### Records supplied
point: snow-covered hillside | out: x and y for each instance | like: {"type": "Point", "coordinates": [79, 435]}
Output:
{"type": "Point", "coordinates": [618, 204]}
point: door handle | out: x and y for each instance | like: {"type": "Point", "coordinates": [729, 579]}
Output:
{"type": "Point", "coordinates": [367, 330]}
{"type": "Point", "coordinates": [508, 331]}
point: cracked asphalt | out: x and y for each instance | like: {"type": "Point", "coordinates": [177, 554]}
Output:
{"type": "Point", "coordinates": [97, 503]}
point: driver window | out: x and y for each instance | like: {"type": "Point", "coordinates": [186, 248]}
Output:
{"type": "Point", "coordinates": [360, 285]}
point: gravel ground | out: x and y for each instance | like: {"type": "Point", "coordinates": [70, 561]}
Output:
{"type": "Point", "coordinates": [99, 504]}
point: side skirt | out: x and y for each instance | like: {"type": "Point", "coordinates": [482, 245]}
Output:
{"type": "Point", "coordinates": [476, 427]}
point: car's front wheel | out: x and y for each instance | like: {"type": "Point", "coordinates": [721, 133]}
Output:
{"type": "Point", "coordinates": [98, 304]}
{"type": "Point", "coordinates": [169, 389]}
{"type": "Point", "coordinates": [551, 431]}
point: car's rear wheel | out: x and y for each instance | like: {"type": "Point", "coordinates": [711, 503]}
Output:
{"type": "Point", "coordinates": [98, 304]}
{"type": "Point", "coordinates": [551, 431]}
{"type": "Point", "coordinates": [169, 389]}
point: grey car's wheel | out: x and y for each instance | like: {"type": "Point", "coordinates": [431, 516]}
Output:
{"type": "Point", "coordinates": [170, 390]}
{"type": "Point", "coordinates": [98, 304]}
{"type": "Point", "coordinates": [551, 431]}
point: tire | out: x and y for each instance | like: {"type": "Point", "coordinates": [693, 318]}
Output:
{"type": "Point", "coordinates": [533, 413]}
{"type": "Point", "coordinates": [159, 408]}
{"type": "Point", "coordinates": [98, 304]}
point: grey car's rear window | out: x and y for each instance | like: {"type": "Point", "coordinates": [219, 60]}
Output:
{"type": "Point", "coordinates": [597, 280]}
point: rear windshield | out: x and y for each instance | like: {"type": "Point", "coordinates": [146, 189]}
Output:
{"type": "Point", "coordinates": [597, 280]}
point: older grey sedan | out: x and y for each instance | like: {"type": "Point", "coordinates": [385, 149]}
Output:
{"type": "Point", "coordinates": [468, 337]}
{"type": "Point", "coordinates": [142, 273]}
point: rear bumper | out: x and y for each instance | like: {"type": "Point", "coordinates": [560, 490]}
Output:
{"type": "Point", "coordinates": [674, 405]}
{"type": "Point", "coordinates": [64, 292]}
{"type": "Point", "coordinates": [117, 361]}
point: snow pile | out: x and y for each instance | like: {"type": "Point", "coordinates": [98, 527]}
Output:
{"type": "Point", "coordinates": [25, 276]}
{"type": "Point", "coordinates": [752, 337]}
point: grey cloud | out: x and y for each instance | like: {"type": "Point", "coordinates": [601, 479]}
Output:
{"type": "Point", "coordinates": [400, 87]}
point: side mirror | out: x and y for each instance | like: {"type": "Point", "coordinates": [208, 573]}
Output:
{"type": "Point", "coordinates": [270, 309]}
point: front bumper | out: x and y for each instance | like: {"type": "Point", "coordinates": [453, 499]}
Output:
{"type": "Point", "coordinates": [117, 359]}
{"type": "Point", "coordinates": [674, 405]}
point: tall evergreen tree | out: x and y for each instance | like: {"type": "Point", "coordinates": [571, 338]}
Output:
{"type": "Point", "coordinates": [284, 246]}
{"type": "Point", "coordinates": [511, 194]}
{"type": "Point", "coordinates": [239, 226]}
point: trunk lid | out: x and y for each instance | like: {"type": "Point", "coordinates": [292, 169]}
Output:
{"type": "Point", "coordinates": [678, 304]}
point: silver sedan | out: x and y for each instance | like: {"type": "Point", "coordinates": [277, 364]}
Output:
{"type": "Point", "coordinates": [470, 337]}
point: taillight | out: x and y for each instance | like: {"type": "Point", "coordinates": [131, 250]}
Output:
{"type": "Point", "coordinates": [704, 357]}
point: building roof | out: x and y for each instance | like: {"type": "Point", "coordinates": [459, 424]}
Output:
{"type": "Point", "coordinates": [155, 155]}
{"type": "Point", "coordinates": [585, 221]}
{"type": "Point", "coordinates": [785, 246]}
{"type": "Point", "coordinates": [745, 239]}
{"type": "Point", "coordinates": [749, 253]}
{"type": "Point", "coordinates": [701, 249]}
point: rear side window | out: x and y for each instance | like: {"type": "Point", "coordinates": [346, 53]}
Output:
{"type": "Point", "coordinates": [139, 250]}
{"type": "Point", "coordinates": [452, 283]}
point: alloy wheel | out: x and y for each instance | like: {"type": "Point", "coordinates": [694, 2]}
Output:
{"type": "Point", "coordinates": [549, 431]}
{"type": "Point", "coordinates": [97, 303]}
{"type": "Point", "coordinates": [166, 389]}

--

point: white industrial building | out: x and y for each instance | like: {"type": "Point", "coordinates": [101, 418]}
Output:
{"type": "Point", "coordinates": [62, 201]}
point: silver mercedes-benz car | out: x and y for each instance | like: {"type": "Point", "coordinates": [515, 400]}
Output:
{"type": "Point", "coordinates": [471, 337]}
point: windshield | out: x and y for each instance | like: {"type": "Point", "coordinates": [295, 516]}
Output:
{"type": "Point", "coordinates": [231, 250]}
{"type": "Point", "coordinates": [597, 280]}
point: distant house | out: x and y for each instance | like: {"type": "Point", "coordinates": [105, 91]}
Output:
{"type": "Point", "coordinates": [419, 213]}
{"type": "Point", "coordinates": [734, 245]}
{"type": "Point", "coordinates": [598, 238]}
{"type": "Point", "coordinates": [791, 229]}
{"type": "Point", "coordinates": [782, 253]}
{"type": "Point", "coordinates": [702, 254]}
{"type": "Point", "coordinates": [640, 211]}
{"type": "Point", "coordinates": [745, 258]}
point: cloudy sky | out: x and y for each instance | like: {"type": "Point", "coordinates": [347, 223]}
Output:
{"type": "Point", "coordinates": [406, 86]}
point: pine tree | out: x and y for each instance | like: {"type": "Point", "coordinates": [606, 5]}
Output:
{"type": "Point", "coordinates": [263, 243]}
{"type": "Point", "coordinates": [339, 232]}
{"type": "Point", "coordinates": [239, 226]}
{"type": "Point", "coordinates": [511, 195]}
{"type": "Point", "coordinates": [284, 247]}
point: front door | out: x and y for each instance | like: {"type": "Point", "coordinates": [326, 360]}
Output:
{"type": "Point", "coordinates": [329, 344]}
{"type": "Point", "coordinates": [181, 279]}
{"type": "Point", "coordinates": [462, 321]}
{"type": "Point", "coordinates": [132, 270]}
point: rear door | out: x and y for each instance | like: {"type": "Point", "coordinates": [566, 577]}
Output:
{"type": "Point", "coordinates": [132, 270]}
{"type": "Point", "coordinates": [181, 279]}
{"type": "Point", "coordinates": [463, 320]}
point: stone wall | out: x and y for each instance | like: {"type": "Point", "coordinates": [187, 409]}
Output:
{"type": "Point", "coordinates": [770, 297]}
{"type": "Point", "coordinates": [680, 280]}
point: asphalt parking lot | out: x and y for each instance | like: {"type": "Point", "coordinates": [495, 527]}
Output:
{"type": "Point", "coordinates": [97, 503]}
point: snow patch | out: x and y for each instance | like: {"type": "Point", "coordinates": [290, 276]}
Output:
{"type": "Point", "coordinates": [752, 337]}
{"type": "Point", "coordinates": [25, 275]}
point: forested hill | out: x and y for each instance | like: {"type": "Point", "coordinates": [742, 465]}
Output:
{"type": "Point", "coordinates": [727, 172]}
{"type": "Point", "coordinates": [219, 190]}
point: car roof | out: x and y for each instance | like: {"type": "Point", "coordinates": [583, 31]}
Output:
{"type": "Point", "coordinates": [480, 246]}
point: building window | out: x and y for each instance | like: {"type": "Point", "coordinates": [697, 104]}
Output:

### Task statement
Report every line of the records that contains the string "door". Matching is case-sensitive.

### Solution to the problem
point: door handle | out: x and y for each instance | like: {"type": "Point", "coordinates": [729, 579]}
point: front door | out: x and y for each instance | like: {"type": "Point", "coordinates": [326, 360]}
point: rear door | out: x and y for each instance | like: {"type": "Point", "coordinates": [566, 577]}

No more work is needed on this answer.